**What this task involves**
Please carry on the mailing-list thread about checking the amdgpu GMC reset requirement on init, starting right after its final line.

[PATCH 6/7] drm/amdgpu: Check gmc requirement for reset on init

Lazar, Lijo lijo.lazar at amd.com
Fri Sep 27 04:39:51 UTC 2024



On 9/27/2024 9:26 AM, Xu, Feifei wrote:
>>>I guess you are referring to the below corner case
> 
>>>            1) Place NPS request
> 
>>>         2) Unload Driver
> 
>>>            3) Reinstall driver with a different TOS (possible but quite
> unlikely)
> 
>>>             4) Driver reload
> 
>>>             5) Driver checks TOS version first and goes for a reset
> 
>>>             6) reset_flag of GMC is not set, hence it doesn't refresh
> the NPS range.
> 
>  
> 
>  
> 
>>>I think changing the order in soc15_need_reset_on_init() to check for
> NPS request before TOS version check will solve this.
> 
> Yes, I was thinking of  reset_flag and tOS reloading
> (adev->init_lvl->level set to AMDGPU_INIT_LEVEL_MINIMAL_XGMI) changing
> at the same time. And NPS refresh will be ignored. Though might be
> likely in debugging or regression isolation cases which changing driver
> packaged with different TOS.  And yes making NPS refresh checking before
> TOS version checking will solve this.
> 
> And if we do not return ahead when checking NPS request before tOS
> version change in soc15_need_reset_on_init(), we can drop 
> (adev->init_lvl->level != AMDGPU_INIT_LEVEL_MINIMAL_XGMI) check in below
> refresh checking:
> 

This check is used when NPS request change is identified. During swinit
part it will be at MINIMAL_XGMI level, but at that point there is no
need to refresh this information as reset is pending. It is refreshed
after a reset when init level returns to default.

Thanks,
Lijo

> +     refresh = (adev->init_lvl->level != AMDGPU_INIT_LEVEL_MINIMAL_XGMI) &&
> +               (adev->gmc.reset_flags & AMDGPU_GMC_INIT_RESET_NPS);
> 
> refresh = (adev->gmc.reset_flags & AMDGPU_GMC_INIT_RESET_NPS);
> 
> Thanks
> Feifei
> 
> On 9/26/2024 5:01 PM, Xu, Feifei wrote:
>>>> +     refresh = (adev->init_lvl->level != AMDGPU_INIT_LEVEL_MINIMAL_XGMI) &&
>>>> +               (adev->gmc.reset_flags & AMDGPU_GMC_INIT_RESET_NPS);
>> Is there a corner case that reloading with a different version tos and refreshing nps change co-exist?

**Supplied information**
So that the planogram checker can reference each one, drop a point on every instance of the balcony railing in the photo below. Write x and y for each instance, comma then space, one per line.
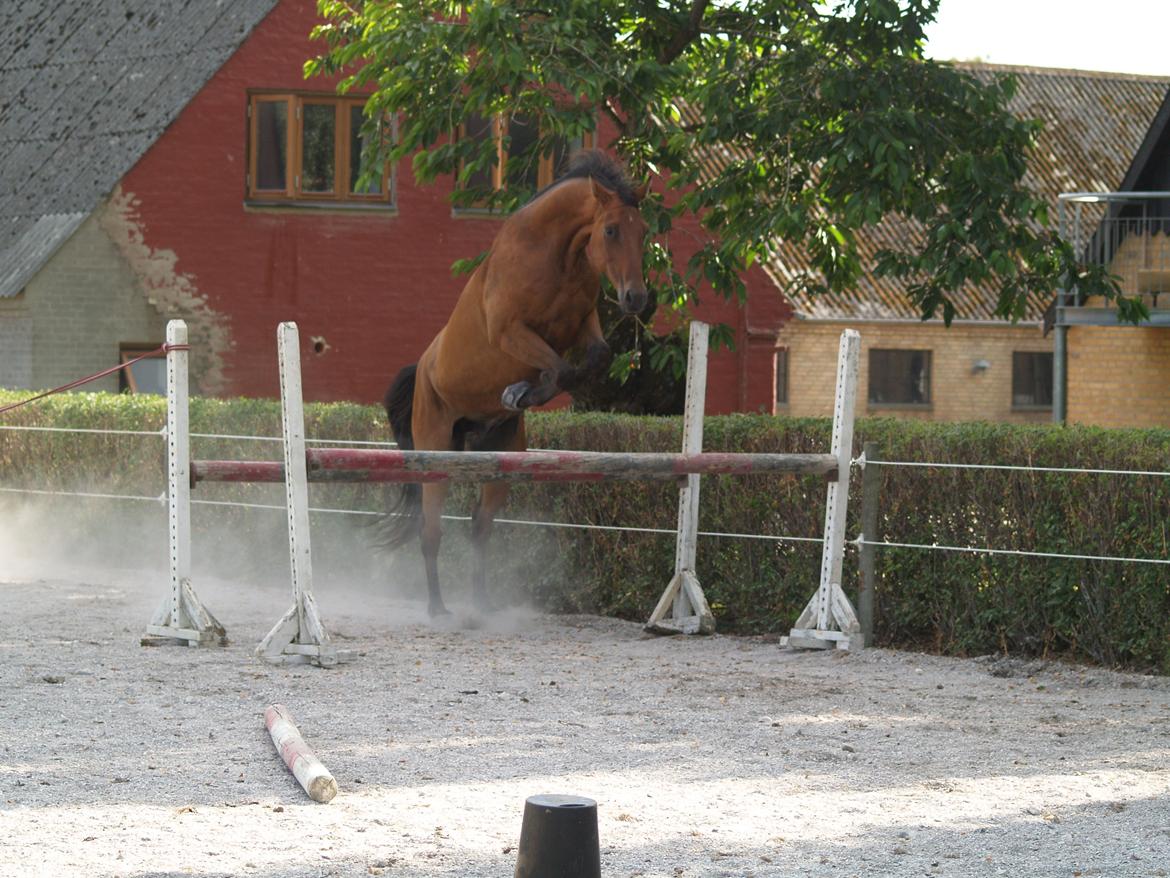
1128, 232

**Expected output**
>>
>> Thanks,
>> Feifei
>>
>> -----Original Message-----
>> From: amd-gfx <amd-gfx-bounces at lists.freedesktop.org> On Behalf Of Lijo Lazar
>> Sent: Tuesday, September 24, 2024 1:57 PM
>> To: amd-gfx at lists.freedesktop.org
>> Cc: Zhang, Hawking <Hawking.Zhang at amd.com>; Deucher, Alexander <Alexander.Deucher at amd.com>; Koenig, Christian <Christian.Koenig at amd.com>; Bhardwaj, Rajneesh <Rajneesh.Bhardwaj at amd.com>; Errabolu, Ramesh <Ramesh.Errabolu at amd.com>
>> Subject: [PATCH 6/7] drm/amdgpu: Check gmc requirement for reset on init
>>
>> Add a callback to check if there is any condition detected by GMC block for reset on init. One case is if a pending NPS change request is detected. If reset is done because of NPS switch, refresh NPS info from discovery table.
>>
>> Signed-off-by: Lijo Lazar <lijo.lazar at amd.com>
>> ---
>>  drivers/gpu/drm/amd/amdgpu/amdgpu_gmc.c | 13 ++++++++++++-  drivers/gpu/drm/amd/amdgpu/amdgpu_gmc.h |  5 +++++
>>  drivers/gpu/drm/amd/amdgpu/soc15.c      |  2 ++
>>  3 files changed, 19 insertions(+), 1 deletion(-)
>>
>> diff --git a/drivers/gpu/drm/amd/amdgpu/amdgpu_gmc.c b/drivers/gpu/drm/amd/amdgpu/amdgpu_gmc.c
>> index 21f1e65c9dc9..011fe3a847d0 100644
>> --- a/drivers/gpu/drm/amd/amdgpu/amdgpu_gmc.c
>> +++ b/drivers/gpu/drm/amd/amdgpu/amdgpu_gmc.c
>> @@ -1261,12 +1261,15 @@ int amdgpu_gmc_get_nps_memranges(struct amdgpu_device *adev,
>>         struct amdgpu_gmc_memrange *ranges;
>>         int range_cnt, ret, i, j;
>>         uint32_t nps_type;
>> +       bool refresh;
>>
>>         if (!mem_ranges)
>>                 return -EINVAL;
>>
>> +       refresh = (adev->init_lvl->level != AMDGPU_INIT_LEVEL_MINIMAL_XGMI) &&
>> +                 (adev->gmc.reset_flags & AMDGPU_GMC_INIT_RESET_NPS);
>>         ret = amdgpu_discovery_get_nps_info(adev, &nps_type, &ranges,
>> -                                           &range_cnt, false);
>> +                                           &range_cnt, refresh);
>>
>>         if (ret)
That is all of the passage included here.